**** Data provided

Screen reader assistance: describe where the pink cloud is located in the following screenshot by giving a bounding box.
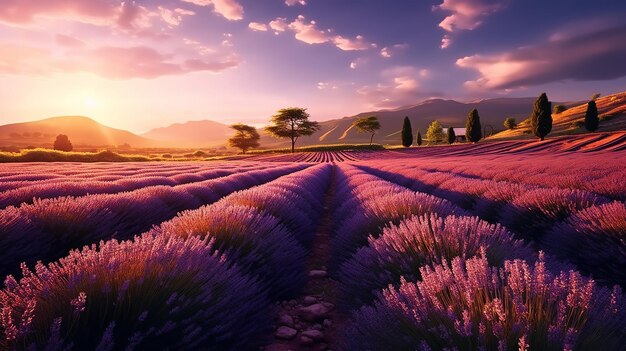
[158,6,196,28]
[357,66,441,108]
[269,15,376,51]
[54,34,85,48]
[181,0,243,21]
[456,26,626,89]
[269,17,289,34]
[433,0,505,49]
[289,15,330,44]
[0,44,241,80]
[333,35,372,51]
[248,22,267,32]
[285,0,306,6]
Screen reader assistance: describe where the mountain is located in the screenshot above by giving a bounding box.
[141,120,233,147]
[262,97,572,147]
[490,92,626,139]
[0,116,156,147]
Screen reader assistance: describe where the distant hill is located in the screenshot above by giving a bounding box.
[262,97,584,146]
[0,116,156,147]
[490,92,626,139]
[141,120,233,147]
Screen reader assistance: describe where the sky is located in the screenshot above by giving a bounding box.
[0,0,626,132]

********

■ **Directions for this task**
Do not include the images; transcribe the rest of the listing exactly.

■ **Result of the task**
Screen reader assistance: describe where the pink cloud is located in the following screenshot by giving a bounding box.
[158,6,196,28]
[357,66,441,108]
[269,15,376,51]
[54,34,85,48]
[181,0,243,21]
[456,26,626,89]
[269,17,289,34]
[433,0,505,49]
[289,15,330,44]
[0,44,241,80]
[333,35,372,51]
[248,22,267,32]
[285,0,306,6]
Screen reader assistance: describe where the mountain is located in the screenshot above by giving a bounding box.
[141,120,233,147]
[262,97,572,147]
[490,92,626,139]
[0,116,156,147]
Screen reader assistance: describe where the distant hill is located in the screenshot above by giving a bounding box.
[262,97,584,146]
[0,116,156,147]
[490,92,626,139]
[141,120,233,147]
Screen reader assistance: describe where the sky is located in the screenshot above by giving a bounding box.
[0,0,626,132]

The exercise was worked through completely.